#### Data entries ####

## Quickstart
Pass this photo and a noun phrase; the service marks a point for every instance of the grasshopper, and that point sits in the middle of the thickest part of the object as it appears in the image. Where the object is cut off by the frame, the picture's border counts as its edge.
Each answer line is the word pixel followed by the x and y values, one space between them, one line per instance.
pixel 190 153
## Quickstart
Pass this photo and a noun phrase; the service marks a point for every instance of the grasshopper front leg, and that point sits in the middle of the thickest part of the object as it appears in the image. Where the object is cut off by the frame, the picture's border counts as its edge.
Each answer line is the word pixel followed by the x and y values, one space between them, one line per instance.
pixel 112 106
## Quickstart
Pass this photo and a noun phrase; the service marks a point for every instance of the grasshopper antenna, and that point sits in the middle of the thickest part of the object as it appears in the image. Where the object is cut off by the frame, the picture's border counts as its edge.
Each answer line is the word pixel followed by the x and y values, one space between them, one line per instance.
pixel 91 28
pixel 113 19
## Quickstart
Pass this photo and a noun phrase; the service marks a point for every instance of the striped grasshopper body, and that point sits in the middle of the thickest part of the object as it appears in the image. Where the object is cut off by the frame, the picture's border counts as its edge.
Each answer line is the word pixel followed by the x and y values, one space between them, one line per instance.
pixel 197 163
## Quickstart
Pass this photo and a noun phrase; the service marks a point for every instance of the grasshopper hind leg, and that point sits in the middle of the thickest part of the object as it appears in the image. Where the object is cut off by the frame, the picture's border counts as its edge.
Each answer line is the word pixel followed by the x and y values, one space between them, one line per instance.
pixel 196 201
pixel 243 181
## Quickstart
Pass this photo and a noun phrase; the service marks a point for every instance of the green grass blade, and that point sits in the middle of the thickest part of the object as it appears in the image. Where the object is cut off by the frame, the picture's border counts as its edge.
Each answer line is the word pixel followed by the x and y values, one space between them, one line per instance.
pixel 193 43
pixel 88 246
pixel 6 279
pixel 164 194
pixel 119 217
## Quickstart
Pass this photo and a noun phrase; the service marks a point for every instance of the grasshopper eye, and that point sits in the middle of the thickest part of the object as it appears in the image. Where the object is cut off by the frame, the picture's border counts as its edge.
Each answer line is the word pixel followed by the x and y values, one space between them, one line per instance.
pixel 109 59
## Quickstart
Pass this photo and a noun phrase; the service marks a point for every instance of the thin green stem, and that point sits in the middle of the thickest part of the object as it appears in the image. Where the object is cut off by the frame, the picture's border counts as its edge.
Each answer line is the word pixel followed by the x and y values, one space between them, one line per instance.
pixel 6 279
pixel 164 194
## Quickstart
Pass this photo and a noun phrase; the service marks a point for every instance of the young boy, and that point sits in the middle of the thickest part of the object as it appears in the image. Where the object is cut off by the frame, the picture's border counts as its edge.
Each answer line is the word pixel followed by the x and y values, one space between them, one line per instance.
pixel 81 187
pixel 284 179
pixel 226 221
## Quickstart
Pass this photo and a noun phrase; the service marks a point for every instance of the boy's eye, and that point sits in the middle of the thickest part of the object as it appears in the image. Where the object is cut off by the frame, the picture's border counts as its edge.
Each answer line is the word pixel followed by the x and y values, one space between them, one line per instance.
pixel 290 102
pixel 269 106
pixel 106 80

####

To do ::
Duplicate the material from the start through the line containing "pixel 190 153", including that line.

Written solution ::
## Quickstart
Pass this photo and a noun phrase; the service marks a point for every instance of the grasshopper, and that point sits in the middle of the thickest part of the object as it appears in the image. Where the object is cut off by the frame, the picture's border counts as its edge.
Each answer line is the word pixel followed by the x and y values, one space between them, one line per instance.
pixel 190 153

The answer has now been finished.